What is being asked ::
Render the material below as a JSON list of strings, one string per line with blank lines omitted, starting at its first line and ending at the line containing "point(73, 263)", with both of those lines included.

begin

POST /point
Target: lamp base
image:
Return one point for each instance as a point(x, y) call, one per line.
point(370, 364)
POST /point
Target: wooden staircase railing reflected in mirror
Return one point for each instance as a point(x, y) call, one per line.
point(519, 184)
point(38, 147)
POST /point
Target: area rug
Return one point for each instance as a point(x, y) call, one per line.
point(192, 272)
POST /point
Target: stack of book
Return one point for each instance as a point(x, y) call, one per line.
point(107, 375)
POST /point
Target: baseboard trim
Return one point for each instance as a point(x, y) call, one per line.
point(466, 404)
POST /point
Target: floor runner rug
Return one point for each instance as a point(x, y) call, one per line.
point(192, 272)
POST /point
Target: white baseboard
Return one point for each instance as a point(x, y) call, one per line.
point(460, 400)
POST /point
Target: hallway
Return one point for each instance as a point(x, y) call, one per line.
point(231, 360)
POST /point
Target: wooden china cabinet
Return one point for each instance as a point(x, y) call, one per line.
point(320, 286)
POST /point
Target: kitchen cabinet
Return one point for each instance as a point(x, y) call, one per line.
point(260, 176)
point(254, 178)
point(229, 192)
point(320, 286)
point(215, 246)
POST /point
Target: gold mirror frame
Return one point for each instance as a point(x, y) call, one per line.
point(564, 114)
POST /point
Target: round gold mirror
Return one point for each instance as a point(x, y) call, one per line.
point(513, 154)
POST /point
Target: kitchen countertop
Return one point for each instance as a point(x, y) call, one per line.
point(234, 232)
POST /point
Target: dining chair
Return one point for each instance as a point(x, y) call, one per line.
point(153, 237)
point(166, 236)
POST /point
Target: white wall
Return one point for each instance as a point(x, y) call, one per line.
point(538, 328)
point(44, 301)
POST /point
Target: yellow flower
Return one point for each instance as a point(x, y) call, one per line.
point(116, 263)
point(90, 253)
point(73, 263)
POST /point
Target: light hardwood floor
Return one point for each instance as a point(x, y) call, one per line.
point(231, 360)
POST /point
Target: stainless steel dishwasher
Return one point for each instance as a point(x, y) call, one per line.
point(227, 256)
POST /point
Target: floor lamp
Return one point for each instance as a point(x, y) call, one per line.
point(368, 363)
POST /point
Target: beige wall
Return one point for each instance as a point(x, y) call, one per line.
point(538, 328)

end

Solution ::
[
  "POST /point",
  "Target: lamp base",
  "image:",
  "Return one point for each instance as a point(x, y) call, one per line.",
  "point(370, 364)",
  "POST /point",
  "Target: wooden staircase railing reflected in mirror",
  "Return one point for each instance as a point(x, y) call, one per line.",
  "point(519, 184)",
  "point(38, 147)",
  "POST /point",
  "Target: area rug",
  "Return one point for each instance as a point(x, y) call, one per line.",
  "point(192, 272)",
  "POST /point",
  "Target: stack of book",
  "Return one point for each instance as a point(x, y) call, one per line.",
  "point(107, 375)",
  "POST /point",
  "Target: baseboard trim",
  "Return one point for each instance as a point(x, y) call, one per line.",
  "point(466, 404)",
  "POST /point",
  "Target: floor runner rug",
  "Return one point for each instance as a point(x, y) call, one per line.",
  "point(192, 272)",
  "POST /point",
  "Target: white baseboard",
  "Return one point for each instance as a point(x, y) call, one per line.",
  "point(460, 400)",
  "POST /point",
  "Target: hallway",
  "Return one point for each instance as a point(x, y) call, one per line.",
  "point(231, 360)",
  "POST /point",
  "Target: wooden china cabinet",
  "Return one point for each instance as a point(x, y) call, one per line.",
  "point(320, 286)",
  "POST /point",
  "Target: kitchen cabinet",
  "Return one point for each instance as a point(x, y) call, one per line.",
  "point(260, 176)",
  "point(254, 178)",
  "point(229, 192)",
  "point(320, 286)",
  "point(215, 246)",
  "POST /point",
  "Target: gold mirror frame",
  "Return one point for each instance as a point(x, y) call, one per line.",
  "point(564, 114)",
  "POST /point",
  "Target: round gold mirror",
  "Return one point for each instance as a point(x, y) call, one per line.",
  "point(513, 154)",
  "POST /point",
  "Target: kitchen countertop",
  "Return one point for each instance as a point(x, y) call, one per line.",
  "point(234, 232)",
  "POST /point",
  "Target: dining chair",
  "Return one point for each instance as a point(x, y) call, one per line.",
  "point(153, 237)",
  "point(166, 236)",
  "POST /point",
  "Target: white wall",
  "Return one point for each instance as a point(x, y) call, one per line.",
  "point(538, 328)",
  "point(44, 301)",
  "POST /point",
  "Target: yellow flower",
  "Return one point for each instance as a point(x, y) call, one per line.",
  "point(116, 263)",
  "point(90, 253)",
  "point(73, 263)"
]